Records from a point labeling set

◇ ◇ ◇

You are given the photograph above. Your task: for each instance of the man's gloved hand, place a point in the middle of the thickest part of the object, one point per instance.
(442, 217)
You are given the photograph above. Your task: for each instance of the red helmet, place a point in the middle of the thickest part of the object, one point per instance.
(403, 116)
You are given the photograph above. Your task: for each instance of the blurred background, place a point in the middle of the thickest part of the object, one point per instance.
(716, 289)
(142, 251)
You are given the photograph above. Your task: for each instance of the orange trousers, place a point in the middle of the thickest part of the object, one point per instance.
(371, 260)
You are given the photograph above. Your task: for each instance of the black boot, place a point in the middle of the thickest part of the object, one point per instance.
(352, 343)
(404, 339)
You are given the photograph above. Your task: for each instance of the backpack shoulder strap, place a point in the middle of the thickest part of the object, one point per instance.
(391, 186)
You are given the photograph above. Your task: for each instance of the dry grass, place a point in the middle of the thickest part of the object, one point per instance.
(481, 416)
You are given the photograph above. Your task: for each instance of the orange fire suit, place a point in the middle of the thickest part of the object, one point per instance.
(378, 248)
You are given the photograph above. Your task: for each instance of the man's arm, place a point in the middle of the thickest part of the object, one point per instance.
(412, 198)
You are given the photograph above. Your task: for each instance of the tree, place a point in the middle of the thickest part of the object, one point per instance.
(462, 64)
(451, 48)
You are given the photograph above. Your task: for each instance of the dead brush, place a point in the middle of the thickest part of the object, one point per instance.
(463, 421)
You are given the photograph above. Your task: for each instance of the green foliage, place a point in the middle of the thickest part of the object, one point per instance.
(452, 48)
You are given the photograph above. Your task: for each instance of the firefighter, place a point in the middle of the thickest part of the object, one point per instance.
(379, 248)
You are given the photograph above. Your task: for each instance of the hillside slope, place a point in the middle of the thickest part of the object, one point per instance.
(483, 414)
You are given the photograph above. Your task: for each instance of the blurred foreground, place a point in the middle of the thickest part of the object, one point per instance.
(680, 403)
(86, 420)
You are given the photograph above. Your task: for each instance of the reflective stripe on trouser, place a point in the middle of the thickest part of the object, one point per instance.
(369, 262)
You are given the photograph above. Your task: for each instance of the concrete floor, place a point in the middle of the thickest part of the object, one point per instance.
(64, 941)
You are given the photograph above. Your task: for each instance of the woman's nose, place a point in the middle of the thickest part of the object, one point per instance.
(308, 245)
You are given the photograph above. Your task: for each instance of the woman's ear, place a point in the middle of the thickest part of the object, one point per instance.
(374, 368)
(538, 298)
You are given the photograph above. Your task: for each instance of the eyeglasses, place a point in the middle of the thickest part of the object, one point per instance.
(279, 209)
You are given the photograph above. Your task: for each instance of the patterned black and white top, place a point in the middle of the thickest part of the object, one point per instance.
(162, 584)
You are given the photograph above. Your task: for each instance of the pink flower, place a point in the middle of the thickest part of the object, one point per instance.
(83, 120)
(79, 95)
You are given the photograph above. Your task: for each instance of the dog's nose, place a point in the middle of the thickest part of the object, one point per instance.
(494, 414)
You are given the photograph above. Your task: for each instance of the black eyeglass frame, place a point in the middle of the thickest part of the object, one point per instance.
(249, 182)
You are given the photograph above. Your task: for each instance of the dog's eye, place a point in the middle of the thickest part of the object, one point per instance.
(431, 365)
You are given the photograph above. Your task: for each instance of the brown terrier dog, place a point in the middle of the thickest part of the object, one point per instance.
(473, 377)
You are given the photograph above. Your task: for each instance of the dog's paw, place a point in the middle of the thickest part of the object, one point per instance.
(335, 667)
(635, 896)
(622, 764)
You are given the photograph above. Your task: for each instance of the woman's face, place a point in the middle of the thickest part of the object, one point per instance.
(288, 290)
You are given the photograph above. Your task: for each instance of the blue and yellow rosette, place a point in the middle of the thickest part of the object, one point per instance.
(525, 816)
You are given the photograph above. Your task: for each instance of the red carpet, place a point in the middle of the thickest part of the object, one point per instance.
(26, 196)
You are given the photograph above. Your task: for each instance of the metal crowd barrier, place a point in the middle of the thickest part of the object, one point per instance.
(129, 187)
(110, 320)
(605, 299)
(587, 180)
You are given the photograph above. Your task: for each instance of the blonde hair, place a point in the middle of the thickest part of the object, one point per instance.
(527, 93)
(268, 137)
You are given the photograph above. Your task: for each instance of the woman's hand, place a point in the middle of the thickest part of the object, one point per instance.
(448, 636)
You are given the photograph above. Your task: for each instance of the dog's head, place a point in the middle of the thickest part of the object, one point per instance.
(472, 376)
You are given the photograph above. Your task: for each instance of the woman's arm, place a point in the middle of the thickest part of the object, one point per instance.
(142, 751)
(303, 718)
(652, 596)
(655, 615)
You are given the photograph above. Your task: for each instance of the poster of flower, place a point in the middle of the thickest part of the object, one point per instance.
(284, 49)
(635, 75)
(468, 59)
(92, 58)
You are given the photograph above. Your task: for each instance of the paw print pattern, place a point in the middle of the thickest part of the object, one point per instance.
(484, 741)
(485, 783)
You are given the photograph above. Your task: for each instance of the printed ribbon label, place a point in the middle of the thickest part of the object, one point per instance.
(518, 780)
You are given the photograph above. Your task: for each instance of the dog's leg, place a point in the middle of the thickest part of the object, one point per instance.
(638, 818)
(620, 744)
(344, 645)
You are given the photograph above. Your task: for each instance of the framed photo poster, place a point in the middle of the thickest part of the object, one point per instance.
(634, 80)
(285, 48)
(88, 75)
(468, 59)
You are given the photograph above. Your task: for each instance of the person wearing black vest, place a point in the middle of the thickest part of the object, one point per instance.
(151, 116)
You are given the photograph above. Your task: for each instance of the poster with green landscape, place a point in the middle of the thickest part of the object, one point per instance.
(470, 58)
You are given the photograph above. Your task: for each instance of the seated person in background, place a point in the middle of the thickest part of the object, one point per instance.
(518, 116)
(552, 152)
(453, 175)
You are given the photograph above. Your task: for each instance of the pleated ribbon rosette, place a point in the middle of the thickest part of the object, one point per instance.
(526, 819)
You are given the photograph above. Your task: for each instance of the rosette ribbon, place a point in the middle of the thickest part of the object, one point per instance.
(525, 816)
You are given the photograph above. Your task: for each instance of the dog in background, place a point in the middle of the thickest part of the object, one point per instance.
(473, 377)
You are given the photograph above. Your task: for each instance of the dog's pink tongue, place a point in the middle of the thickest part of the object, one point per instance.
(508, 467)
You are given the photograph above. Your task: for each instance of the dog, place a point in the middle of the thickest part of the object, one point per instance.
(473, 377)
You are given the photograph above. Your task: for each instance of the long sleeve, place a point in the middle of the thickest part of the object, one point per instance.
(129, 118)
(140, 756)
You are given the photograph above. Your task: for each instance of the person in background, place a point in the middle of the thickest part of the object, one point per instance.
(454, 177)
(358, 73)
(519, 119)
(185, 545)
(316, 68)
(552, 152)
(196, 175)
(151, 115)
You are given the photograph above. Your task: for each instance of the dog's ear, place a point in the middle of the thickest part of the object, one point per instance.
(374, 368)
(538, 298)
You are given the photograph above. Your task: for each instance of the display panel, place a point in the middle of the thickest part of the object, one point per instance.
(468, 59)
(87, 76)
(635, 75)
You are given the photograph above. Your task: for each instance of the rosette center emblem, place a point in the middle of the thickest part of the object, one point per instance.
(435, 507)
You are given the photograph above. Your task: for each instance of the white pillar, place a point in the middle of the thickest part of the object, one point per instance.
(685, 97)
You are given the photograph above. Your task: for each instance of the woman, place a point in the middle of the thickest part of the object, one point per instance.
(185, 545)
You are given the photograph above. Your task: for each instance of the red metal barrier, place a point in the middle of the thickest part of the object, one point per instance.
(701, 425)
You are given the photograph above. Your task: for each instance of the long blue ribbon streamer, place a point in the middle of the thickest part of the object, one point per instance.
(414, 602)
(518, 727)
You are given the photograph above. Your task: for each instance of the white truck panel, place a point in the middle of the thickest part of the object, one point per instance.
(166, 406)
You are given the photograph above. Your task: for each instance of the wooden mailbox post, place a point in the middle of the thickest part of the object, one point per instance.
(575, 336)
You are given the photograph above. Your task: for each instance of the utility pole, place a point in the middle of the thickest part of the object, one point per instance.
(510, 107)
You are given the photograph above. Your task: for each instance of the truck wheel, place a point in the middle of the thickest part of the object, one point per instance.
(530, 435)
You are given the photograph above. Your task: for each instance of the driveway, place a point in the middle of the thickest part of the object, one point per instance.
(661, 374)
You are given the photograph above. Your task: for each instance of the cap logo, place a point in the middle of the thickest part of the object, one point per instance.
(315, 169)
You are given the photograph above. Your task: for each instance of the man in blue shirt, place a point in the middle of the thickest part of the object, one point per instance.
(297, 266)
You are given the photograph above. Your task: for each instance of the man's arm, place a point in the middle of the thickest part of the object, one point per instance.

◇ ◇ ◇

● Given task
Everything from the line containing "the red metal" to the end of the records must be written out exactly; include both of those lines and no others.

● Finished exercise
You are given the photograph above. Your task: for each instance of the red metal barrier, place a point in the middle of the thickest part of the object, one point per instance.
(701, 425)
You are given the photograph above. Your task: for each instance of the long blue ribbon streamer, place a point in the middle of the thickest part of the object, one point per instance.
(414, 602)
(518, 727)
You are given the photograph above. Your task: for each instance of the white truck panel, place a point in the middle of the thickest part of the object, one point per instance.
(166, 406)
You are given the photograph above. Your task: for each instance of the wooden mailbox post, place a point in the middle of the thickest part of the object, one point per instance.
(575, 336)
You are given the photograph above. Your task: for each instance of the utility pole, place a point in the middle of the thickest part of the object, one point per instance.
(510, 107)
You are given the photograph above. Your task: for each instance of the truck wheel, place a point in the middle of the thickest part of the object, one point per instance.
(530, 435)
You are given the photograph above. Your task: for each instance of the driveway, place a point in the middle of the thickest part of the object, one point per instance.
(661, 374)
You are given the photograph above. Your task: for each instance of the cap logo, place a point in the middle of the thickest part of the object, one point per instance.
(315, 169)
You are given the photograph above. Your task: for each instance of the man in blue shirt, place a point in the middle of the thickest part of the object, one point per instance.
(297, 266)
You are given the photograph above. Your task: for each instance of the man's arm, place a point in the middle of the thickest part of the object, one point per instance.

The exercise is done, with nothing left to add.